Text shown:
--------------------
Redlining and reverse redlining are practices that are prohibited by the ECOA. These include providing different credit terms (or restricting lending products) to certain areas based on racial criteria. Red lining is when a mortgage lender marks off certain neighborhoods or communities for restricted lending or higher cost loans on the basis of sex or other discriminatory standards. In effect, the bank puts a "red line" around such communities and potential loan applicants from these areas are denied credit.

Reverse redlining works in a similar manner. A mortgage company or bank would establish lending practices that encouraged many more types of loans to flow into a certain area or demographic. ...
... This may be part of a classic pump and dump scam, where lenders attempt to inflate the value of properties and provide funds to borrowers who can not pay the loans back. The lender then forecloses and is able to take the properties. Both redlining and reverse redlining are financially injurious to both borrowers and lenders, which is why the practice is somewhat uncommon.
--------------------
Directive a:
Summarize the passage on redlining in two sentences.
--------------------
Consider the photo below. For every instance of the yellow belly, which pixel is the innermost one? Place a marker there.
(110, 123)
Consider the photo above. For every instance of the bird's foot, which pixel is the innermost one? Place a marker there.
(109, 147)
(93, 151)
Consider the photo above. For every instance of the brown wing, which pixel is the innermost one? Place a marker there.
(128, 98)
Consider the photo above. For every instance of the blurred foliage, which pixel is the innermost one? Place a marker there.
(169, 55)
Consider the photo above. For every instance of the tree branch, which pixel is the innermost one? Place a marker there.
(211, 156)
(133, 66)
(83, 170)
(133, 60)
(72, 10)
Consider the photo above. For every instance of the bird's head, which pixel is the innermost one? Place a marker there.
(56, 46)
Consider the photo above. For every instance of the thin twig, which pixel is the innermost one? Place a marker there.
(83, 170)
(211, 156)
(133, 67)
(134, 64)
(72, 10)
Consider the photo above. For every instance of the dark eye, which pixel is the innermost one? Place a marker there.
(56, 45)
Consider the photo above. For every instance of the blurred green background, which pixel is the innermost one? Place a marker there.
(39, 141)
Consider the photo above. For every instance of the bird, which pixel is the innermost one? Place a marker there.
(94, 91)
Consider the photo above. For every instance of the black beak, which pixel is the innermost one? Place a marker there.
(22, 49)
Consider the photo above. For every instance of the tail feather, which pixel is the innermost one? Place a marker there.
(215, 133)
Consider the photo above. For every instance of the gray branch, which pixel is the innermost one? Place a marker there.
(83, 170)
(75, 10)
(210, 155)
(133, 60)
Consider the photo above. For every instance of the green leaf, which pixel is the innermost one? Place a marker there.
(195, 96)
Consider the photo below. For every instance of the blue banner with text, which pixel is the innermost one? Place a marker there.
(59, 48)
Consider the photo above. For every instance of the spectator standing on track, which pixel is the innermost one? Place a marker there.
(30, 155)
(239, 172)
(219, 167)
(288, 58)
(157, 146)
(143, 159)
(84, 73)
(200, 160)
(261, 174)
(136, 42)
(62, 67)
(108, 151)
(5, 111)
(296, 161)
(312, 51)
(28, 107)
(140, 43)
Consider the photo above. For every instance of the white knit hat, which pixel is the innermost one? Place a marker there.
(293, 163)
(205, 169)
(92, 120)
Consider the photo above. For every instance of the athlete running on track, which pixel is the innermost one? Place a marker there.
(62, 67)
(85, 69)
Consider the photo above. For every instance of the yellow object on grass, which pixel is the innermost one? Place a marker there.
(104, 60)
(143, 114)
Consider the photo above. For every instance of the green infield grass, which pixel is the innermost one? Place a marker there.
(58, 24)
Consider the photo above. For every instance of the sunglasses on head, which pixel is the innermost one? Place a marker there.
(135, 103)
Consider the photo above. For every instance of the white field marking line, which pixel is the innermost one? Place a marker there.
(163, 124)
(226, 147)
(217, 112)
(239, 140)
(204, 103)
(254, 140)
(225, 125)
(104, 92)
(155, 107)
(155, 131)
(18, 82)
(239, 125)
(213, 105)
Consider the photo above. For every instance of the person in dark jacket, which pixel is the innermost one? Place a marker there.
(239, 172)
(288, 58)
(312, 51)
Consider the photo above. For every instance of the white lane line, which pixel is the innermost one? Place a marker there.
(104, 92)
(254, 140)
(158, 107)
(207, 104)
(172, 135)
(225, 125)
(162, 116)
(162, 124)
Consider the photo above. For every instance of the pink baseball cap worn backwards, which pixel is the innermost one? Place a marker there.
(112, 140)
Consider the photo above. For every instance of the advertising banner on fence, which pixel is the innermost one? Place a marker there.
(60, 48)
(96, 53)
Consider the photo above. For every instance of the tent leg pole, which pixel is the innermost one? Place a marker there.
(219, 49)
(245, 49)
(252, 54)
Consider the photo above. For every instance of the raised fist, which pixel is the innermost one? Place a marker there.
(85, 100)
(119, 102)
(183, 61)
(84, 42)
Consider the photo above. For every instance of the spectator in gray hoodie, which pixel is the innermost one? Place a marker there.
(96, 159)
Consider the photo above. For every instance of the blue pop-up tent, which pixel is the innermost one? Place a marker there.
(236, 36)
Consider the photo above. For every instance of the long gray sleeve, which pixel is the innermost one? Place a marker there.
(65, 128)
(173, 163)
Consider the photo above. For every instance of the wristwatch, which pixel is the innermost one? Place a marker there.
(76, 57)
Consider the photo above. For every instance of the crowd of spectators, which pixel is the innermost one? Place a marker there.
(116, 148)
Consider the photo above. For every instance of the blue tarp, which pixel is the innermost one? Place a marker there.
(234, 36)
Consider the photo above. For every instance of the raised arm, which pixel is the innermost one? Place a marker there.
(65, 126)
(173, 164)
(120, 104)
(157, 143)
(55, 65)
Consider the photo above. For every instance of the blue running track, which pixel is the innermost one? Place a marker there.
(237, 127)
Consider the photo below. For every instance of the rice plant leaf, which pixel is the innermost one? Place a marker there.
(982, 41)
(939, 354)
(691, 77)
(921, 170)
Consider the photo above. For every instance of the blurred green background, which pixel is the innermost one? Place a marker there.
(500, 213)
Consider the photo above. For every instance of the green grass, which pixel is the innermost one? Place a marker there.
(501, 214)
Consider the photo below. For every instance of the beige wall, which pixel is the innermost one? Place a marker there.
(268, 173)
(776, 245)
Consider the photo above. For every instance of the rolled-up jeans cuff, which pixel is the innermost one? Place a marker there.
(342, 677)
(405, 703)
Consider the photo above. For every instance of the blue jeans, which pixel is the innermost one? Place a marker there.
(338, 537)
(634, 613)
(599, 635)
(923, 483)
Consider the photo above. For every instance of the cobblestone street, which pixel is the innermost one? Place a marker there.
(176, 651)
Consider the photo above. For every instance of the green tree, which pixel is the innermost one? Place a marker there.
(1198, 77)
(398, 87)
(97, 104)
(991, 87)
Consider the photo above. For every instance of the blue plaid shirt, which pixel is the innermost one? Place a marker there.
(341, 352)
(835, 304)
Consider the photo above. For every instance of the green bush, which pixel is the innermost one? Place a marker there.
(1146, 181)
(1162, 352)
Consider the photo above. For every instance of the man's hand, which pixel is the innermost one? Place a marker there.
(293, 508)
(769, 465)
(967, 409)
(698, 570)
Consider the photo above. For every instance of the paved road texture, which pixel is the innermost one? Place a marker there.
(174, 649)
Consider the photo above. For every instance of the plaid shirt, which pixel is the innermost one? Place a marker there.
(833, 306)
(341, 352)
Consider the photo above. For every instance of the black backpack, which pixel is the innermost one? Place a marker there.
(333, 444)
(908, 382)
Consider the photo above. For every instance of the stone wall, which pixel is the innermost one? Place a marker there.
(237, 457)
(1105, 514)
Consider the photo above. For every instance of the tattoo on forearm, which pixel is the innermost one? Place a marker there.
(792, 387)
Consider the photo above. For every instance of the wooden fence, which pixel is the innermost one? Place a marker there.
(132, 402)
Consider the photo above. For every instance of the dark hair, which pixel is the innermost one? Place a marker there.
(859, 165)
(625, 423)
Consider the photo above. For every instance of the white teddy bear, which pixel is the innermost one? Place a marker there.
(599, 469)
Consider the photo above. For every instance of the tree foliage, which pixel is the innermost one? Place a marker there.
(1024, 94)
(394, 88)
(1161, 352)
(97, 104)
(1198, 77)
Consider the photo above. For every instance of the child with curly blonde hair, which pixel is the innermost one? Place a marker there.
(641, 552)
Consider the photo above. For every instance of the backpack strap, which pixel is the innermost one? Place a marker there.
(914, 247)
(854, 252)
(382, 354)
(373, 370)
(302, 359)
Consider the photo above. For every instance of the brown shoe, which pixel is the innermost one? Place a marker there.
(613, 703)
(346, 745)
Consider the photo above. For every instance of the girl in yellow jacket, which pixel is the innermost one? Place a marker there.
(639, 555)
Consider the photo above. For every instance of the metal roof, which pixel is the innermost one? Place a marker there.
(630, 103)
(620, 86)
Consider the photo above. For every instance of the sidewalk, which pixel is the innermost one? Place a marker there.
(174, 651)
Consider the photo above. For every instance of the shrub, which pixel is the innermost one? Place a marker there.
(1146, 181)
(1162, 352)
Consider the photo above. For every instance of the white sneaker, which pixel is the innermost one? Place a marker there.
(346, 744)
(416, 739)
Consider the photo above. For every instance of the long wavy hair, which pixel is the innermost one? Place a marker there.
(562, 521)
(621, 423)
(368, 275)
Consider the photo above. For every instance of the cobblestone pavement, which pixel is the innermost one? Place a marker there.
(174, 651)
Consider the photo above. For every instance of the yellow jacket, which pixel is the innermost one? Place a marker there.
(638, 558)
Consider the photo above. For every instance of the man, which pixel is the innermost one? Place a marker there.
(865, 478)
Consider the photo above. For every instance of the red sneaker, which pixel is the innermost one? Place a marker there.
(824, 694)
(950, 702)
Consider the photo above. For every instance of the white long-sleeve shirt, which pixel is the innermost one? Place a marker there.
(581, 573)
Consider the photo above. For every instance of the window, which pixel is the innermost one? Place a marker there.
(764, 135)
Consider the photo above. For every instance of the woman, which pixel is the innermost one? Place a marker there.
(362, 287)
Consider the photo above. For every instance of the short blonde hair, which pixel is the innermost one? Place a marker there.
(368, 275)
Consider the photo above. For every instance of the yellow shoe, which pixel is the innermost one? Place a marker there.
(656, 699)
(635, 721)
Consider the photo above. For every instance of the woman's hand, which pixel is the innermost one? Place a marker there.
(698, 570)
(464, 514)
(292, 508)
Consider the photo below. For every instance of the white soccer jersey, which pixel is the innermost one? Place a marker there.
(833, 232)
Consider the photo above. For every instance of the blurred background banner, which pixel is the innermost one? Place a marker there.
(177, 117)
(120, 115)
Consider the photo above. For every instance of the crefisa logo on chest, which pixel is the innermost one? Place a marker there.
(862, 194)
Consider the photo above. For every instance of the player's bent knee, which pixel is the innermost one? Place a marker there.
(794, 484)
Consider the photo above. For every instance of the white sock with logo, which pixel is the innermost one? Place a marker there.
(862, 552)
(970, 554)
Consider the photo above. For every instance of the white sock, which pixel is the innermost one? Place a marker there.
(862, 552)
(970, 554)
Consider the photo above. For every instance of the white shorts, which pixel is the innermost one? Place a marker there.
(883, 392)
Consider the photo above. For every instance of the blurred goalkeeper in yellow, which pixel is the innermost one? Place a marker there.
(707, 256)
--------------------
Directive b:
Output the records from the line containing "white sock, which" through the end of the records as a two-column CSV with the columns request and answer. Give one row per request, put each field in quotation marks, and replace line breaks with spaces.

Complete response a:
Redlining and reverse redlining are lending practices prohibited by the ECOA; in redlining, a lender marks off certain neighborhoods for restricted lending or higher-cost loans, so applicants from those areas are denied credit. Reverse redlining instead pushes many more loans into a certain area or demographic, sometimes as part of a pump and dump scam that ends in foreclosure, and both practices are financially injurious to borrowers and lenders.

Complete response b:
request,answer
"Consider the photo above. For every instance of the white sock, which pixel is the innermost one? Place a marker there.","(862, 552) (970, 554)"
"Consider the photo above. For every instance of the white shorts, which pixel is the innermost one? Place a marker there.","(883, 392)"
"Consider the photo above. For every instance of the blurred goalkeeper in yellow, which pixel is the innermost one? Place a marker there.","(707, 256)"